--- Data entries ---
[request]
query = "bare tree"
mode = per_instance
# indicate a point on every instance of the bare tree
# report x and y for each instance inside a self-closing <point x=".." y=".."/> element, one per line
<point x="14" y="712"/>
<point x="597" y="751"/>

--- Task directions ---
Reproduce every line of the records above, requests included. Scale each x and y coordinate in the answers by 0.35 and round it to a whole number, rounding halves up.

--- Completed task ---
[request]
query = "bare tree"
mode = per_instance
# indicate a point on every instance of the bare tree
# report x and y for each instance inside a self-closing <point x=".." y=".."/> element, one per line
<point x="5" y="249"/>
<point x="209" y="263"/>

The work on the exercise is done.